WHAT THE TASK ASKS: Type the records out again in full, exactly.

(Referring expression pointing data)
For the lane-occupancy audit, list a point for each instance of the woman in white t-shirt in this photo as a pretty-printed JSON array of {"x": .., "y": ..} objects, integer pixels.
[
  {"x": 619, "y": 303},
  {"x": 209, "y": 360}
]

FINAL ANSWER:
For the lane-occupancy audit, list a point for each instance of the woman in white t-shirt in this photo as a pretty-printed JSON array of {"x": .., "y": ..} objects, integer pixels.
[
  {"x": 619, "y": 303},
  {"x": 209, "y": 360}
]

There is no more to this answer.